_RECORDS_

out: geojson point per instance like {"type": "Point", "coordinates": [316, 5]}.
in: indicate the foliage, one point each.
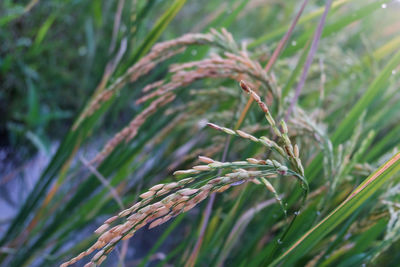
{"type": "Point", "coordinates": [328, 111]}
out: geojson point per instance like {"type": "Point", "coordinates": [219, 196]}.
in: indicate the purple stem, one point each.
{"type": "Point", "coordinates": [310, 57]}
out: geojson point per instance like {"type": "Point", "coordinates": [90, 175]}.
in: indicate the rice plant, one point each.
{"type": "Point", "coordinates": [236, 133]}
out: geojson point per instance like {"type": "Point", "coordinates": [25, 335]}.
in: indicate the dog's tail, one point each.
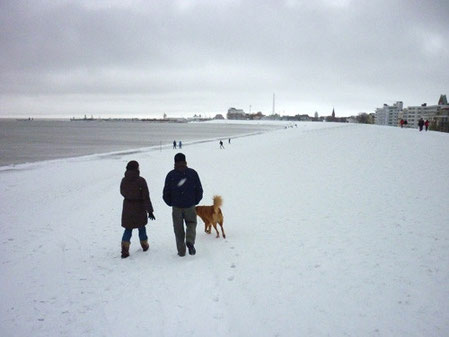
{"type": "Point", "coordinates": [218, 201]}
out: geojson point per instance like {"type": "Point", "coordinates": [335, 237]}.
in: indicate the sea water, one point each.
{"type": "Point", "coordinates": [24, 141]}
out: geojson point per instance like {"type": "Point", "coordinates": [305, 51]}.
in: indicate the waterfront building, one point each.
{"type": "Point", "coordinates": [389, 114]}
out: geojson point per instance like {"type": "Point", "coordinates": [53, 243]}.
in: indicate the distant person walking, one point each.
{"type": "Point", "coordinates": [183, 191]}
{"type": "Point", "coordinates": [136, 205]}
{"type": "Point", "coordinates": [420, 124]}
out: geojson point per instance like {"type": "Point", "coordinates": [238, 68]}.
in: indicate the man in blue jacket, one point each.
{"type": "Point", "coordinates": [182, 192]}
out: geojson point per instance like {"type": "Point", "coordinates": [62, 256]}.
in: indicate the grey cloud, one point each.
{"type": "Point", "coordinates": [350, 52]}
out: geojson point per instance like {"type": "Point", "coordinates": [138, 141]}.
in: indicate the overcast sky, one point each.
{"type": "Point", "coordinates": [146, 58]}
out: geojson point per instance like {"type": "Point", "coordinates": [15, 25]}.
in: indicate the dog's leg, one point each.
{"type": "Point", "coordinates": [222, 230]}
{"type": "Point", "coordinates": [215, 226]}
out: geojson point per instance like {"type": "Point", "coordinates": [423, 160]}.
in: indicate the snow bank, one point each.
{"type": "Point", "coordinates": [332, 230]}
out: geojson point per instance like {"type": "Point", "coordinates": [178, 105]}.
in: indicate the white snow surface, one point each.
{"type": "Point", "coordinates": [332, 230]}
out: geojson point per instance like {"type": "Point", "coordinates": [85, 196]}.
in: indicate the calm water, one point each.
{"type": "Point", "coordinates": [30, 141]}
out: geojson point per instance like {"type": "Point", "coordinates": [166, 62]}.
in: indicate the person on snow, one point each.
{"type": "Point", "coordinates": [136, 206]}
{"type": "Point", "coordinates": [421, 124]}
{"type": "Point", "coordinates": [183, 191]}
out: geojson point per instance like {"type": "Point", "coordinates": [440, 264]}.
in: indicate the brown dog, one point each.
{"type": "Point", "coordinates": [211, 215]}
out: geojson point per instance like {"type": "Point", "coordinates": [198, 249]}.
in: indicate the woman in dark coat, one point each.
{"type": "Point", "coordinates": [136, 205]}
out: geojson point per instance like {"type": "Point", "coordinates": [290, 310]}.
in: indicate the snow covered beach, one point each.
{"type": "Point", "coordinates": [332, 230]}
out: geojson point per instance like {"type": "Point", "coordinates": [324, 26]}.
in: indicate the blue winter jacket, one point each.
{"type": "Point", "coordinates": [182, 187]}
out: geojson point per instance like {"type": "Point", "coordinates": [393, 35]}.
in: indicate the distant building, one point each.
{"type": "Point", "coordinates": [413, 113]}
{"type": "Point", "coordinates": [234, 113]}
{"type": "Point", "coordinates": [440, 121]}
{"type": "Point", "coordinates": [389, 114]}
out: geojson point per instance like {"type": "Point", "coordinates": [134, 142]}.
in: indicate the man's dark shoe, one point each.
{"type": "Point", "coordinates": [192, 250]}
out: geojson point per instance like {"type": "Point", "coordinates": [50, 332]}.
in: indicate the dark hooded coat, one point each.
{"type": "Point", "coordinates": [182, 187]}
{"type": "Point", "coordinates": [136, 203]}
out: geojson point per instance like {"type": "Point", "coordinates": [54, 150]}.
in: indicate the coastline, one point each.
{"type": "Point", "coordinates": [267, 126]}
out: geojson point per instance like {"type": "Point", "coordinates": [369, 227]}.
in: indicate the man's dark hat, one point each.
{"type": "Point", "coordinates": [180, 157]}
{"type": "Point", "coordinates": [132, 165]}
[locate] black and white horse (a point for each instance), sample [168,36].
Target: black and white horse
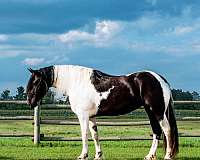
[93,93]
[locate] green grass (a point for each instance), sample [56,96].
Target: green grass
[23,148]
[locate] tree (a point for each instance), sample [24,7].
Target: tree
[49,97]
[21,95]
[5,95]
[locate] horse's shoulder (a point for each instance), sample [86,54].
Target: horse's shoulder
[102,81]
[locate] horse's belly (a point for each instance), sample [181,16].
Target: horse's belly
[117,104]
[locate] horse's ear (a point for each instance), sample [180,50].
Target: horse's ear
[35,72]
[31,70]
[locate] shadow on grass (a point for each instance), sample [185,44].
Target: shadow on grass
[6,158]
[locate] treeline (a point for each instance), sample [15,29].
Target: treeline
[178,94]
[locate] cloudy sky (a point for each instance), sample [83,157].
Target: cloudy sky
[116,36]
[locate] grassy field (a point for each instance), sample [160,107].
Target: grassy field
[23,148]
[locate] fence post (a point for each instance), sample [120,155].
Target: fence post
[36,138]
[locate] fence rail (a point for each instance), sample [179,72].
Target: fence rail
[37,137]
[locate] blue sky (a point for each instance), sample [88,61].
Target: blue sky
[116,36]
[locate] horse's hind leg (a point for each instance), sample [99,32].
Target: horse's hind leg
[164,123]
[94,133]
[84,123]
[156,134]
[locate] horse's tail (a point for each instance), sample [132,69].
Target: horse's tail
[174,143]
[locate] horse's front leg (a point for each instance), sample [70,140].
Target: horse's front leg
[94,133]
[84,123]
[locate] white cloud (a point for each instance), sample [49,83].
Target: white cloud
[181,30]
[152,2]
[33,61]
[103,32]
[3,37]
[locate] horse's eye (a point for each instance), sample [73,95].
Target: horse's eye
[36,81]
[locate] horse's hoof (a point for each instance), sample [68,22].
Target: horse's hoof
[83,157]
[152,157]
[98,156]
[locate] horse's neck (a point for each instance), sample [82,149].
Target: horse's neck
[69,77]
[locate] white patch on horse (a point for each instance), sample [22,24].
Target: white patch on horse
[103,96]
[165,88]
[152,152]
[127,85]
[166,129]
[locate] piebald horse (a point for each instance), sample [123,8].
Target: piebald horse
[93,93]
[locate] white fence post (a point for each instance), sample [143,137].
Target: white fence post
[37,125]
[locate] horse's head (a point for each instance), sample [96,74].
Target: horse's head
[36,88]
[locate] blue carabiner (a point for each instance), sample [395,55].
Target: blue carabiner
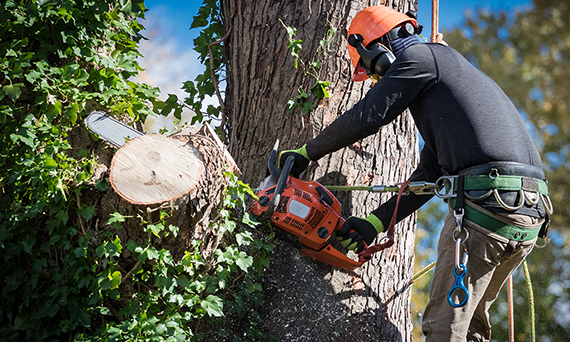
[459,285]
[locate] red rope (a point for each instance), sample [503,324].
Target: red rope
[366,254]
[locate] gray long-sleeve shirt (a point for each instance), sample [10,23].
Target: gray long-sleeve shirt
[463,116]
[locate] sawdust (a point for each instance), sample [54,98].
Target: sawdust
[306,300]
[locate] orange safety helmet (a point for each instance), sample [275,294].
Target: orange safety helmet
[372,23]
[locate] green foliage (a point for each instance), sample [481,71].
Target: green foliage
[62,276]
[310,68]
[209,19]
[57,60]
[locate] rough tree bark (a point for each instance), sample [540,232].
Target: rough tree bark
[307,300]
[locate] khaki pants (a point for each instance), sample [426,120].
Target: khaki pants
[490,263]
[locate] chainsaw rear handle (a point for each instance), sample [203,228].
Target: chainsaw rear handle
[275,172]
[281,182]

_YOUR TASK_
Your answer must consist of the entries, unchanged, with no pictures in it.

_YOUR RESPONSE_
out: geojson point per instance like {"type": "Point", "coordinates": [316, 5]}.
in: indicate the foliage, one point each.
{"type": "Point", "coordinates": [328, 111]}
out: geojson point per instance like {"type": "Point", "coordinates": [219, 196]}.
in: indicate the purple stem, one point each.
{"type": "Point", "coordinates": [310, 57]}
out: geojson point per instance like {"type": "Point", "coordinates": [90, 175]}.
in: indicate the rice plant, one point each.
{"type": "Point", "coordinates": [236, 133]}
out: geojson point per instance like {"type": "Point", "coordinates": [25, 335]}.
in: indicate the dog's tail, one point each.
{"type": "Point", "coordinates": [218, 201]}
out: geojson point per instance like {"type": "Point", "coordinates": [335, 237]}.
in: indicate the sea water, one point each.
{"type": "Point", "coordinates": [24, 141]}
out: geojson point per instance like {"type": "Point", "coordinates": [305, 51]}.
in: indicate the waterfront building, one point each.
{"type": "Point", "coordinates": [389, 114]}
out: geojson point per instance like {"type": "Point", "coordinates": [53, 243]}.
in: indicate the distant person walking, one point each.
{"type": "Point", "coordinates": [183, 191]}
{"type": "Point", "coordinates": [136, 205]}
{"type": "Point", "coordinates": [420, 124]}
out: geojson point per instance like {"type": "Point", "coordinates": [238, 68]}.
in: indicate the man in blue jacket, one point each.
{"type": "Point", "coordinates": [182, 192]}
out: geojson point per instance like {"type": "Point", "coordinates": [62, 256]}.
in: indicate the grey cloud, one point each.
{"type": "Point", "coordinates": [350, 52]}
out: geojson point per instance like {"type": "Point", "coordinates": [138, 141]}.
in: indicate the overcast sky, one point each.
{"type": "Point", "coordinates": [146, 58]}
out: geojson point per instance like {"type": "Point", "coordinates": [15, 25]}.
in: indicate the dog's leg, one point each.
{"type": "Point", "coordinates": [222, 230]}
{"type": "Point", "coordinates": [215, 226]}
out: geojson point per instance like {"type": "Point", "coordinates": [423, 160]}.
in: indicate the snow bank, one point each.
{"type": "Point", "coordinates": [332, 230]}
out: geojson point per instance like {"type": "Point", "coordinates": [178, 105]}.
in: indicate the white snow surface, one point each.
{"type": "Point", "coordinates": [332, 230]}
out: geojson point per instance like {"type": "Point", "coordinates": [85, 196]}.
in: indicate the calm water, one point each.
{"type": "Point", "coordinates": [30, 141]}
out: geojson point per instance like {"type": "Point", "coordinates": [166, 62]}.
in: indicate the person on snow, one point each.
{"type": "Point", "coordinates": [136, 206]}
{"type": "Point", "coordinates": [421, 124]}
{"type": "Point", "coordinates": [183, 191]}
out: geojson point per instance like {"type": "Point", "coordinates": [440, 264]}.
in: indicate the brown dog, one point each.
{"type": "Point", "coordinates": [211, 215]}
out: geojson point per instance like {"type": "Point", "coordinates": [198, 249]}.
in: indicate the woman in dark coat, one point each.
{"type": "Point", "coordinates": [136, 205]}
out: geojson point per instance like {"type": "Point", "coordinates": [290, 310]}.
in: indicate the snow covered beach, one point each.
{"type": "Point", "coordinates": [332, 230]}
out: geojson point per instance like {"type": "Point", "coordinates": [324, 26]}.
in: indicate the blue winter jacket, one point each.
{"type": "Point", "coordinates": [182, 187]}
out: geojson point per instance like {"type": "Point", "coordinates": [393, 35]}.
in: indicate the distant building, one point each.
{"type": "Point", "coordinates": [413, 113]}
{"type": "Point", "coordinates": [234, 113]}
{"type": "Point", "coordinates": [440, 121]}
{"type": "Point", "coordinates": [389, 114]}
out: geojson point per instance like {"type": "Point", "coordinates": [134, 142]}.
in: indicate the man's dark shoe, one point each.
{"type": "Point", "coordinates": [192, 250]}
out: geojson point per instance like {"type": "Point", "coordinates": [50, 332]}.
in: indicate the dark hooded coat, one point each.
{"type": "Point", "coordinates": [182, 187]}
{"type": "Point", "coordinates": [136, 203]}
out: geojson point per instance like {"type": "Point", "coordinates": [54, 150]}.
in: indicate the coastline, one point each.
{"type": "Point", "coordinates": [267, 126]}
out: geojson point per instance like {"type": "Point", "coordinates": [369, 227]}.
in: indicate the man's dark hat, one point each.
{"type": "Point", "coordinates": [180, 157]}
{"type": "Point", "coordinates": [132, 165]}
[locate] black and white horse (a point for each instance), sample [168,36].
Target: black and white horse
[93,93]
[locate] green grass (a point for each instance), sample [56,96].
Target: green grass
[23,148]
[locate] tree (a point for each instance), sample [24,7].
Target: tree
[49,97]
[21,95]
[5,95]
[locate] horse's shoulder (a point for each instance), sample [86,54].
Target: horse's shoulder
[102,81]
[locate] horse's belly (a point for each instance), sample [181,16].
Target: horse's belly
[117,104]
[locate] horse's ear (a point for each instance), sample [180,50].
Target: horse's ear
[35,72]
[31,70]
[locate] shadow on grass (a point for each instance), sample [185,44].
Target: shadow on grass
[6,158]
[locate] treeline (a point for each instance), sample [15,29].
Target: treeline
[178,94]
[locate] cloudy sky (a point for each instance), sample [83,157].
Target: cloudy sky
[116,36]
[locate] grassy field (a point for each instance), sample [160,107].
Target: grassy field
[23,148]
[locate] fence post (a point for each instance), sample [120,155].
Target: fence post
[36,138]
[locate] fence rail (a point for each instance), sample [179,72].
Target: fence rail
[37,137]
[locate] blue sky (a point for each instance), sample [88,61].
Target: blue sky
[116,36]
[locate] horse's hind leg (a point for each instance), sample [99,32].
Target: horse's hind leg
[164,123]
[94,133]
[84,123]
[156,134]
[locate] horse's tail (a point for each instance), sample [132,69].
Target: horse's tail
[174,143]
[locate] horse's front leg (a point for each instance), sample [70,140].
Target: horse's front leg
[94,133]
[84,123]
[locate] white cloud (a point for each instance), sample [49,83].
Target: white cloud
[181,30]
[152,2]
[33,61]
[103,32]
[3,37]
[locate] horse's eye (a point for each instance), sample [73,95].
Target: horse's eye
[36,81]
[locate] horse's hoof (a point for each instance), sample [68,22].
Target: horse's hoof
[83,157]
[152,157]
[98,156]
[locate] horse's neck (a point for each instance), sample [82,149].
Target: horse's neck
[69,77]
[locate] white patch on horse (a point for each instance), sample [22,24].
Target: white patch on horse
[103,96]
[165,88]
[152,152]
[127,85]
[166,129]
[locate] piebald horse (a point for each instance), sample [123,8].
Target: piebald horse
[93,93]
[locate] white fence post (a point for each instance), sample [143,137].
Target: white fence post
[37,125]
[locate] horse's head (a point for each instance), sample [96,74].
Target: horse's head
[36,88]
[locate] blue carabiner (a point for each instance), sample [395,55].
Target: blue carabiner
[459,285]
[locate] red rope (a point for each instance), sample [503,324].
Target: red rope
[366,254]
[locate] gray long-sleeve shirt (a point for each instance), sample [10,23].
Target: gray long-sleeve shirt
[463,116]
[locate] sawdust (a point for each instance), sample [54,98].
Target: sawdust
[306,300]
[locate] orange safety helmet (a point for each instance), sample [275,294].
Target: orange safety helmet
[372,23]
[locate] green foliage (a point for each instance), sample [481,71].
Target: green foliage
[62,276]
[310,68]
[209,19]
[57,60]
[locate] rough tree bark (a point for each instance), sample [540,232].
Target: rough tree bark
[307,300]
[locate] khaki pants (a point for each instance), sample [426,120].
Target: khaki pants
[490,263]
[locate] chainsaw rear handle (a point for each instance), sample [203,228].
Target: chainsaw rear handle
[275,172]
[281,182]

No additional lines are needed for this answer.